### [Goal]
Can you continue the article on the United States under-23 rugby union team from the point where it stops?

United States U-23
- Union: USA Rugby
- Nickname(s): Men's Collegiate All-Americans
- Coach(es): Agustin Cavalieri
| Team kit | Change kit |

Official website
- usa.rugby/pathways

= United States national under-23 rugby union team =

The United States national under-23 rugby union team, known as the Men's Collegiate All-Americans, represents the United States in rugby union at U23 level. It is primarily represented by American players between the ages of 19-23 who participate in a club or collegiate rugby program.

==Recent results==
The following table shows the results in official matches played by the Men's Collegiate All-Americans (score always listed first). The list may be incomplete.

### [Stored data]
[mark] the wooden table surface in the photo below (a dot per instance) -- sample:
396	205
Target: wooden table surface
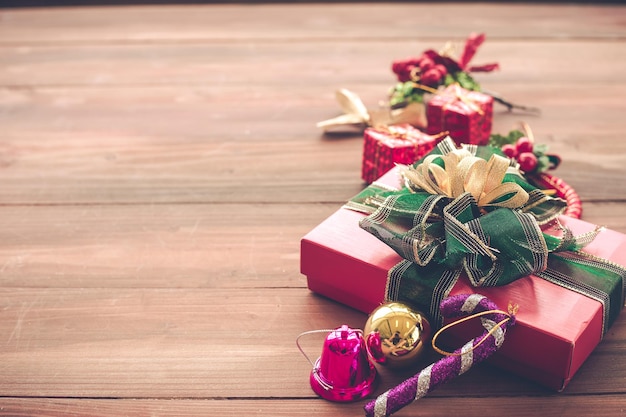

### [Task answer]
| Opposition | For | Against | Date | Location | Competition | Ref |
|---|---|---|---|---|---|---|
| Darling Downs Select XV | 31 | 17 | 2016-08-06 | Toowoomba, Australia | Tour Match |  |
| Brothers RFC | 34 | 36 | 2016-08-10 | Brisbane, Australia | Tour Match |  |
| QPR Barbarians XV | 40 | 43 | 2016-08-13 | Brisbane, Australia | Tour Match |  |
| Brussels Devils | 22 | 20 | 2022-07-09 | Amsterdam, Netherlands | Corendon Summer Tour |  |
| Delta | 16 | 22 | 2022-07-16 | Amsterdam, Netherlands | Corendon Summer Tour |  |
| UXI Western Province Invitational XV | 41 | 12 | 2025-07-02 | Western Province Rugby Academy | Tour Match |  |
| Boland Cavaliers U23 | 57 | 26 | 2025-07-08 | Boland Stadium | Tour Match |  |
| Maties Rugby | 85 | 15 | 2025-07-12 | Danie Craven Stadium | Tour Match |  |

==Roster==
The following is the Roster for the 2025 South Africa Tour.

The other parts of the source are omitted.